## RAW DATA
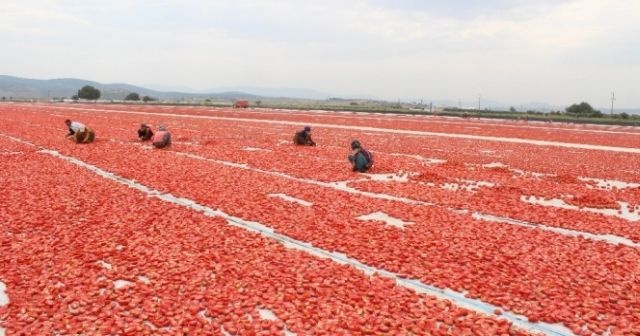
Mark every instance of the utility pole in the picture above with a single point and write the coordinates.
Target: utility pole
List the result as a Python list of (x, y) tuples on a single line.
[(613, 97)]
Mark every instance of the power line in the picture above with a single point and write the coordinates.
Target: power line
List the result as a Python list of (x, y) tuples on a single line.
[(613, 97)]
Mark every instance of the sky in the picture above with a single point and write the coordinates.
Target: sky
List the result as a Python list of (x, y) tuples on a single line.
[(512, 51)]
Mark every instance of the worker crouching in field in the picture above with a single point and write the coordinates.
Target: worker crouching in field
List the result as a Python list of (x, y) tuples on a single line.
[(145, 133), (79, 133), (162, 138), (303, 137), (360, 158)]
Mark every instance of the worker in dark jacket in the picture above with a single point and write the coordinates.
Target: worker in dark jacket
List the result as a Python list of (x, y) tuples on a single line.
[(145, 133), (360, 158), (162, 138), (304, 137)]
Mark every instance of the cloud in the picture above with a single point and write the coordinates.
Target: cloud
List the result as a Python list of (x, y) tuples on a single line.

## INSTRUCTION
Copy all of the data above word for word, leaving out the pictures.

## SOLUTION BELOW
Mark every instance of the utility pole in the picture above with a single point and write the coordinates.
Target: utility pole
List the result as a Python list of (x, y) tuples on a single line.
[(613, 97)]
Mark every instance of the power line in the picture above with a single point and write the coordinates.
Target: power line
List the result as a Python list of (x, y) tuples on a single line.
[(613, 97)]
Mark every instance of the sky in the picture above with a single point and write the coordinates.
Target: sky
List the result as a Python list of (x, y) tuples on a single line.
[(512, 51)]
Mark every instance of the worker crouching in field in the picture above with a single point and write the coordinates.
Target: worker crouching in field
List the result as a Python list of (x, y) tuples on a single line.
[(145, 133), (79, 133), (162, 138), (303, 137), (360, 158)]
Mark every instance of the worker in dark jacket in the picture above with a single point and write the coordinates.
Target: worker in dark jacket
List the result as a Python list of (x, y) tuples on a single line.
[(145, 133), (360, 158), (162, 138), (304, 137)]
Mark every instance of the cloud in the picture above with a single point and write the coordinates.
Target: cloud
List the result as a Python list of (x, y) tuples on a single line.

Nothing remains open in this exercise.